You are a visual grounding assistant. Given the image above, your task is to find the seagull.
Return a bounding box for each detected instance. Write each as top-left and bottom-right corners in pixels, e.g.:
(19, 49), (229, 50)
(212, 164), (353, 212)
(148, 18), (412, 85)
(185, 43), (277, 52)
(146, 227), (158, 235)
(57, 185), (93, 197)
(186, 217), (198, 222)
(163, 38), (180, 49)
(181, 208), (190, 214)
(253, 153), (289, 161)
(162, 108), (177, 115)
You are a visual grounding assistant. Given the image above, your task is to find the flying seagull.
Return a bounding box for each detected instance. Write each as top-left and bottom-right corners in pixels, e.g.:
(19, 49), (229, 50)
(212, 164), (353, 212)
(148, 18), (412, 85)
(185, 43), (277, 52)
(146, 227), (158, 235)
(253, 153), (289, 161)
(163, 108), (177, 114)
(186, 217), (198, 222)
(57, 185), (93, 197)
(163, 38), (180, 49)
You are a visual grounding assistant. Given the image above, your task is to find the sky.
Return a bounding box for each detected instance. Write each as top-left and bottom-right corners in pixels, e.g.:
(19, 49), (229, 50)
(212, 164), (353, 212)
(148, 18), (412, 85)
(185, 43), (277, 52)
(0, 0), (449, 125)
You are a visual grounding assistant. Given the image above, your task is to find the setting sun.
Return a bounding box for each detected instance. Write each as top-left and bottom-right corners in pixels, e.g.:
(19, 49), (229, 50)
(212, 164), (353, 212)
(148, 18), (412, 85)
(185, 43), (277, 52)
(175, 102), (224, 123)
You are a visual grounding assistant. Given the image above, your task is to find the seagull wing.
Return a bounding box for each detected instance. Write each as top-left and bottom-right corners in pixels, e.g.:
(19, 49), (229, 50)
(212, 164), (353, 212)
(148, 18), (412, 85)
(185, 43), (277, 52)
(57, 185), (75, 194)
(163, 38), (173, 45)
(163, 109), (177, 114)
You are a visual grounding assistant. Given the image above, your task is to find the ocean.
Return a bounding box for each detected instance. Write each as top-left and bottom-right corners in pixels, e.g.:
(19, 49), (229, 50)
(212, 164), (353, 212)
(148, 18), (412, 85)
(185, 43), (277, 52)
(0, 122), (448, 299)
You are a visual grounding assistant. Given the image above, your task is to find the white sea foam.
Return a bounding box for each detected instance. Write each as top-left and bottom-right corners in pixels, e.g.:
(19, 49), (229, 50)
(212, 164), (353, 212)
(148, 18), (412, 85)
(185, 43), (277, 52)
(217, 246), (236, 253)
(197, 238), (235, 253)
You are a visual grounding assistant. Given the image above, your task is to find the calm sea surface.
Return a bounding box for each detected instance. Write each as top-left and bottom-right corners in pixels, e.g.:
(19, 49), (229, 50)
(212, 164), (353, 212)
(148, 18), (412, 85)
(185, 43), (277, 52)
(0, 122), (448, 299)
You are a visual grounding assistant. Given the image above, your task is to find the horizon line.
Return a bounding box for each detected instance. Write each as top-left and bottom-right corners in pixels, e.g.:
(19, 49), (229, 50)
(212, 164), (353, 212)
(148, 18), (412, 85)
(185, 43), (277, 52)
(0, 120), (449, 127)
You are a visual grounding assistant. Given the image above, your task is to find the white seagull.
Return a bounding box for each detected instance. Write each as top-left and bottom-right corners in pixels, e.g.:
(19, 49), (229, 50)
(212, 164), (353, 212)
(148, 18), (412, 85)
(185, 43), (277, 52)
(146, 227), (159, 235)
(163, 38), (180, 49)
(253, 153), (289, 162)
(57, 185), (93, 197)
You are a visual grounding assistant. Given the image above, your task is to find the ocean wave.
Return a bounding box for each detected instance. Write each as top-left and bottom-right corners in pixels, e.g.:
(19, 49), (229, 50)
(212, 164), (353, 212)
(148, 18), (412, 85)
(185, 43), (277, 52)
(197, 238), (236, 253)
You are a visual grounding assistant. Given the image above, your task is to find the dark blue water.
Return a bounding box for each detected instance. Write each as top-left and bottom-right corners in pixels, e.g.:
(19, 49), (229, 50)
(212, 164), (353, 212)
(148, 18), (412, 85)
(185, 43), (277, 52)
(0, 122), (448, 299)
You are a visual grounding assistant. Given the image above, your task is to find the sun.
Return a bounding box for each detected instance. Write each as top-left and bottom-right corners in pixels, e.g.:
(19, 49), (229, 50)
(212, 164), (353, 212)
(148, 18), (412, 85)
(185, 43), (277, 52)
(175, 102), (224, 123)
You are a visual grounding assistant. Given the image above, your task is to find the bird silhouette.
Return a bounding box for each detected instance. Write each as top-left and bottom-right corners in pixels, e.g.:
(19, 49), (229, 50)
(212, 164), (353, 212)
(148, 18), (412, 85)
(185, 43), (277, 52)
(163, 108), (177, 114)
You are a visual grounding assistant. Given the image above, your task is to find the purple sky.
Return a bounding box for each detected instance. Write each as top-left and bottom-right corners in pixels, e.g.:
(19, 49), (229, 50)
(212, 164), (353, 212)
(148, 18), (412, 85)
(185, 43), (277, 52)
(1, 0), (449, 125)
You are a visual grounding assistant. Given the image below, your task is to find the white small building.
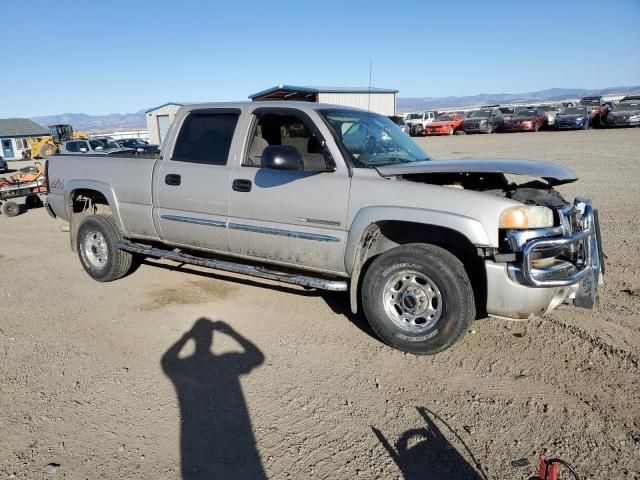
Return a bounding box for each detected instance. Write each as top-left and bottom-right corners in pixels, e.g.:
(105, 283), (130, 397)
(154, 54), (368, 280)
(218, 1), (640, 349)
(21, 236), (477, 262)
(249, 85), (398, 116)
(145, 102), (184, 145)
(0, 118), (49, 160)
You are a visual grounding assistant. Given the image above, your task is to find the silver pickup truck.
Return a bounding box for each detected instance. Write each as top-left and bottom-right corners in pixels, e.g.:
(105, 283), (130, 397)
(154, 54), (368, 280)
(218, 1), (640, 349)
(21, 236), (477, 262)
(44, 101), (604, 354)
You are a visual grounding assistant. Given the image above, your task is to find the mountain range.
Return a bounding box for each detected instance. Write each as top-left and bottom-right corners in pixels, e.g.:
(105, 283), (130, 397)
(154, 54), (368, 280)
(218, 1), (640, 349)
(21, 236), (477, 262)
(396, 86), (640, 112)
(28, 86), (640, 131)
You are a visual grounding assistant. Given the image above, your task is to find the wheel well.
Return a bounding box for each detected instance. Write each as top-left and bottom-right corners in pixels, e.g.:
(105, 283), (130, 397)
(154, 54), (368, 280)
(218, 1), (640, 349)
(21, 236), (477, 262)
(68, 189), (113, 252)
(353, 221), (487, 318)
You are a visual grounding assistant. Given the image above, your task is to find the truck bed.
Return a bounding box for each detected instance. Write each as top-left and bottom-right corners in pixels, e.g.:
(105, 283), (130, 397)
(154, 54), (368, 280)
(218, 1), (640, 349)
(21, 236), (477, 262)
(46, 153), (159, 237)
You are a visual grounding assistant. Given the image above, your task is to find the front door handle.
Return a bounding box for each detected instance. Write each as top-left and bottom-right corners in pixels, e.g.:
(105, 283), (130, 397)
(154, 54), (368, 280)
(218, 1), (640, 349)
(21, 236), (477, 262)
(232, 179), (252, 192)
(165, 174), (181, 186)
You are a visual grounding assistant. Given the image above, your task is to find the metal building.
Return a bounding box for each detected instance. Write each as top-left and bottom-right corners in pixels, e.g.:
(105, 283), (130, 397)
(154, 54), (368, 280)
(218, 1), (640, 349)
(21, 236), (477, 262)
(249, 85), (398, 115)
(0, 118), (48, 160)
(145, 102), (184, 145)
______
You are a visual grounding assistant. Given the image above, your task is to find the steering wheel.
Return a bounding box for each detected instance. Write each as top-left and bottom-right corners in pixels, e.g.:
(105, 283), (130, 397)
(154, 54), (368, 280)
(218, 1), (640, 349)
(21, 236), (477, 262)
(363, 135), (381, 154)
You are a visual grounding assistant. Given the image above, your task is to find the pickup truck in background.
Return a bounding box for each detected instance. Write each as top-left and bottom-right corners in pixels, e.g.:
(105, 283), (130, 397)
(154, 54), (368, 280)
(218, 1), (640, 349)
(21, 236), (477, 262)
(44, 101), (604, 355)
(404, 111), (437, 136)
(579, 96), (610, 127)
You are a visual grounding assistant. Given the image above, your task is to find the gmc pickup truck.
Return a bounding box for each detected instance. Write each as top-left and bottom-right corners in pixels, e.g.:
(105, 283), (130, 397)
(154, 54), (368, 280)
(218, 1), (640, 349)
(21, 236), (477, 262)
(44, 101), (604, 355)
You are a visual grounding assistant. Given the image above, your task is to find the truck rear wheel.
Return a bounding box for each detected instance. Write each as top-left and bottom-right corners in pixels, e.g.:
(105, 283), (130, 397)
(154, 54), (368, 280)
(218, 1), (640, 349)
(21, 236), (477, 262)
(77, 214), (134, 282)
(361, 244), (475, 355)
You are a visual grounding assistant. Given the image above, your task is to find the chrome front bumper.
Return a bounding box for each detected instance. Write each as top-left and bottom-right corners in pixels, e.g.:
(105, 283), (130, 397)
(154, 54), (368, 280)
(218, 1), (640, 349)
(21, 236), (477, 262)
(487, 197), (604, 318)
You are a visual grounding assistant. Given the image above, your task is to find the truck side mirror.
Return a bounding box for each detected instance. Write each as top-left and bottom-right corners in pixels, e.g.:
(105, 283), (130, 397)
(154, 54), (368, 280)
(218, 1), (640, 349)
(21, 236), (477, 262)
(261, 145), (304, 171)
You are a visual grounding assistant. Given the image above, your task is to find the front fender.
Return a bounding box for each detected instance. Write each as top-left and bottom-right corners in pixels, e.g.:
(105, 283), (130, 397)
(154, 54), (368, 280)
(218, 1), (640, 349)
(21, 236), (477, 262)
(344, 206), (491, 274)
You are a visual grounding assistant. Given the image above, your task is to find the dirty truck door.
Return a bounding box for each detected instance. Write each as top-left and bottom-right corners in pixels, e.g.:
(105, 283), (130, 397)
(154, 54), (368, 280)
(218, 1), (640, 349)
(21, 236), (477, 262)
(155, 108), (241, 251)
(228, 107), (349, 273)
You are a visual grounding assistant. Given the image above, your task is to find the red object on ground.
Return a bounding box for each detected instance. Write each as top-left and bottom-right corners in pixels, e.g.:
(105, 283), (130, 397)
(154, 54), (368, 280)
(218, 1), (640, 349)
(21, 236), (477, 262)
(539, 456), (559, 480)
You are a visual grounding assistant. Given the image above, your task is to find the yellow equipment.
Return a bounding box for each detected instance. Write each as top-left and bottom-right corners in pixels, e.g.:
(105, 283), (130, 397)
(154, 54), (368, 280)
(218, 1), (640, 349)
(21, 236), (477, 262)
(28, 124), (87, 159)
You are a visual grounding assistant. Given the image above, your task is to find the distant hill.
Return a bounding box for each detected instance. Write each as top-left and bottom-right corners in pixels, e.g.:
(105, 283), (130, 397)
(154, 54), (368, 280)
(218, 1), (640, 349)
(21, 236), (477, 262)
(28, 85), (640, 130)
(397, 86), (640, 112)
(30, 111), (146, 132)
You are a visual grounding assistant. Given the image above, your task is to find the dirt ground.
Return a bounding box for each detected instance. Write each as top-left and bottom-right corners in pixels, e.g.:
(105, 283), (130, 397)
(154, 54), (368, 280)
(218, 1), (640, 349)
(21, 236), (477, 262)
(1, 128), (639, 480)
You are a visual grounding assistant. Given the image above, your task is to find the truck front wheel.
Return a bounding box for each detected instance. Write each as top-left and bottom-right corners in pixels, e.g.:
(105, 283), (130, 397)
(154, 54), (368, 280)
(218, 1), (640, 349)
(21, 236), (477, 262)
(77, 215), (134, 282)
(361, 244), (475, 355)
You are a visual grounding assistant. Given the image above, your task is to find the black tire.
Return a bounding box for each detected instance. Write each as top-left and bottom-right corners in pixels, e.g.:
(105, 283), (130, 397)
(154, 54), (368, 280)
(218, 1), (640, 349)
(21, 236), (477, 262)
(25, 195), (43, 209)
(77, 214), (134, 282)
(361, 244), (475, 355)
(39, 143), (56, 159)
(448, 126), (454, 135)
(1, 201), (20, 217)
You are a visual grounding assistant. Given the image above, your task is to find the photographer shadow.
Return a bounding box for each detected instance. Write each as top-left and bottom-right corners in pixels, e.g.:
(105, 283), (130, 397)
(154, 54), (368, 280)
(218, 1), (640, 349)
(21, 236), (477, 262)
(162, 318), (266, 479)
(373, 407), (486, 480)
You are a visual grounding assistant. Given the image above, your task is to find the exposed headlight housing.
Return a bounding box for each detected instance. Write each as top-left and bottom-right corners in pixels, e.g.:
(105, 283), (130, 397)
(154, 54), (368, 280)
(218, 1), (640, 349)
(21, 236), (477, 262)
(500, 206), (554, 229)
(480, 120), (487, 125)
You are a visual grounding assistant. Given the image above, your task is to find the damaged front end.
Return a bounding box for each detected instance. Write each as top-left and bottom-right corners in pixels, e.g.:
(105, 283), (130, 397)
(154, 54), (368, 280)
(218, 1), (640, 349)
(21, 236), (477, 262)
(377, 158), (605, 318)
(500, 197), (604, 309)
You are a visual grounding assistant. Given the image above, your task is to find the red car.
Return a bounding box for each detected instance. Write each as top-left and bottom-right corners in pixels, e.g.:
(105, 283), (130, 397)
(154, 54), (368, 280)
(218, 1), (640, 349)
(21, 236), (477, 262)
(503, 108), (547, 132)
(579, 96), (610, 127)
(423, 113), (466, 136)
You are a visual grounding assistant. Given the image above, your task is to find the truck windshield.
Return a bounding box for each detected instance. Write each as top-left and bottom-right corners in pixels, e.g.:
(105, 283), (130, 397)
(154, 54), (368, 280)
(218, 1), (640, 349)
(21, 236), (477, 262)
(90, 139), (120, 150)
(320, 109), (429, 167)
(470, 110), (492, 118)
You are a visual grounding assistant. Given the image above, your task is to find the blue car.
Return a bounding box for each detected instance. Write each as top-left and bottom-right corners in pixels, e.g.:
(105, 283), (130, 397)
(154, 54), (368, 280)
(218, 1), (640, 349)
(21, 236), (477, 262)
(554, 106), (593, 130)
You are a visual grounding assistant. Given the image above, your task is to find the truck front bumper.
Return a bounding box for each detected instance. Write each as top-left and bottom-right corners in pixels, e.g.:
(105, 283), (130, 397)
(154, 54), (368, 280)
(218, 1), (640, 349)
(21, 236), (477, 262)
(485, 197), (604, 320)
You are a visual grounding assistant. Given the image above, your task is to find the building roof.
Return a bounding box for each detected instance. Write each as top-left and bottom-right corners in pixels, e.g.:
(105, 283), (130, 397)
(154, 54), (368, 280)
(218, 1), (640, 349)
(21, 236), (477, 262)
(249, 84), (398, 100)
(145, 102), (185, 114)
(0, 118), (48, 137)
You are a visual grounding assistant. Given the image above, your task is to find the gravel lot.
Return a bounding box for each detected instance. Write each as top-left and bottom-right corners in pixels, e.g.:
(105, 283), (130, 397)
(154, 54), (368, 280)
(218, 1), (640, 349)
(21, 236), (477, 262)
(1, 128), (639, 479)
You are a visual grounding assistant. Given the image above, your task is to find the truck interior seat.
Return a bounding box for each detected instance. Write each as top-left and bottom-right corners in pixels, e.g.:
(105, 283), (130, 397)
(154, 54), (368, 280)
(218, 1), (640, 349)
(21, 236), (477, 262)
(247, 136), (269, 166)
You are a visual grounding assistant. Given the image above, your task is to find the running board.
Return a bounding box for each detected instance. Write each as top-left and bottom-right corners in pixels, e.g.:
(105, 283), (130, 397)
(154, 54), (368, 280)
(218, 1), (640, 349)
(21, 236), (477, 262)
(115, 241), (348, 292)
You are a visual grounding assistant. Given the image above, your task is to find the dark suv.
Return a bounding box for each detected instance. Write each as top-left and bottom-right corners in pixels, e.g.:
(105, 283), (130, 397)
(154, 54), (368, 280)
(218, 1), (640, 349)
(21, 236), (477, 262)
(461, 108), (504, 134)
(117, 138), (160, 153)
______
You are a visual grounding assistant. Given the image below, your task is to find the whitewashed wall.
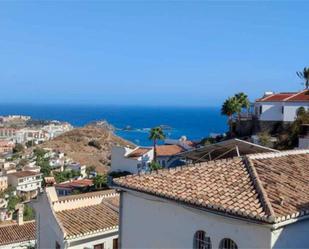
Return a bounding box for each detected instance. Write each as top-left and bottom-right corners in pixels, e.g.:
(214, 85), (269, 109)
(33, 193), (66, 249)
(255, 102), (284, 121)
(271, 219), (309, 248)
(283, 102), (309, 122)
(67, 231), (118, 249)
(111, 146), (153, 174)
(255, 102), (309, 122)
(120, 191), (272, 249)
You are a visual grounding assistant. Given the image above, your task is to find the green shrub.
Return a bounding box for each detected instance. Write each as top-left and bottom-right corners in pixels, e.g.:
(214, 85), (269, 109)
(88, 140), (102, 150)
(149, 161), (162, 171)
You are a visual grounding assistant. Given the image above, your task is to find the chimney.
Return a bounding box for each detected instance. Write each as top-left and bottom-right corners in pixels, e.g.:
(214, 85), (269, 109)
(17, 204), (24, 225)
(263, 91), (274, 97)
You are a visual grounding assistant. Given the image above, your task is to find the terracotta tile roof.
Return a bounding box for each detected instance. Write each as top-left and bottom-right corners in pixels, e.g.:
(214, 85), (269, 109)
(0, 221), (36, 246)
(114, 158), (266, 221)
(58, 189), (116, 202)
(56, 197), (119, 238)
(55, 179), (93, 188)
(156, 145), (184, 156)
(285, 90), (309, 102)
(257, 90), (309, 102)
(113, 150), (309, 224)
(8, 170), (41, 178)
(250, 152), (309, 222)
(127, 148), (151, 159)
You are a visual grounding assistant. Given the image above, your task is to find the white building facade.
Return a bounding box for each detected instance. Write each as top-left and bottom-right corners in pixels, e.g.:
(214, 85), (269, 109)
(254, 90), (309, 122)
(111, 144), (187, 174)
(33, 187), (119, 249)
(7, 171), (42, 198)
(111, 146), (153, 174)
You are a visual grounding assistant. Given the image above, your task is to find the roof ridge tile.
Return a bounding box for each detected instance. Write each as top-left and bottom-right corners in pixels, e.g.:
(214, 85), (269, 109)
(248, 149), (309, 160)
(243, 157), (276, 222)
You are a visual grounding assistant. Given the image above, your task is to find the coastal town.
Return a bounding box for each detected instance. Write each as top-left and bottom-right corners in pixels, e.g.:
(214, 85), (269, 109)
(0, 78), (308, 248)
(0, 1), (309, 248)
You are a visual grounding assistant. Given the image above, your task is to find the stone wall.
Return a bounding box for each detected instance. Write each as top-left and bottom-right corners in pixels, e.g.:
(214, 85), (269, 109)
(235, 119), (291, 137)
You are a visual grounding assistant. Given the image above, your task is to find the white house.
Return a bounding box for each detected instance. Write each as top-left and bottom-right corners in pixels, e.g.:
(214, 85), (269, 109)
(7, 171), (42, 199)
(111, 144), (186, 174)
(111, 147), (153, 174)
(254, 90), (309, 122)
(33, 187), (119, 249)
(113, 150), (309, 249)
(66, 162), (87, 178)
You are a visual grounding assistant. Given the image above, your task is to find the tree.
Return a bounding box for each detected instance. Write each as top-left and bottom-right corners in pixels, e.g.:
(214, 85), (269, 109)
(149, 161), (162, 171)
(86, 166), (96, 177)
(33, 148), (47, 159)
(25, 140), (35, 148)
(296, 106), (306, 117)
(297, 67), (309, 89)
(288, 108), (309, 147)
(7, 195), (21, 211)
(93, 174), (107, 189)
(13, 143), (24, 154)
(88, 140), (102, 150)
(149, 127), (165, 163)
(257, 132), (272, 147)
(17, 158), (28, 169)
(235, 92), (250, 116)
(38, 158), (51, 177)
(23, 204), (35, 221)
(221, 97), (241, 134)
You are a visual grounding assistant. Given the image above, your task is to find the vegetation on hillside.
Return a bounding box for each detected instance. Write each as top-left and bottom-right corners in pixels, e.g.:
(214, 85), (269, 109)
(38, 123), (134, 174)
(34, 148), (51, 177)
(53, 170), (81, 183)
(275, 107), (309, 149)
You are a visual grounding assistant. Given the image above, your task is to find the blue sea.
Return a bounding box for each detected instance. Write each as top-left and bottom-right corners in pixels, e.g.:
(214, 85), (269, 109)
______
EXERCISE AIM
Within the records above, count the lines that contain "door" and give the number with nothing added.

SOLUTION TO THIS TASK
2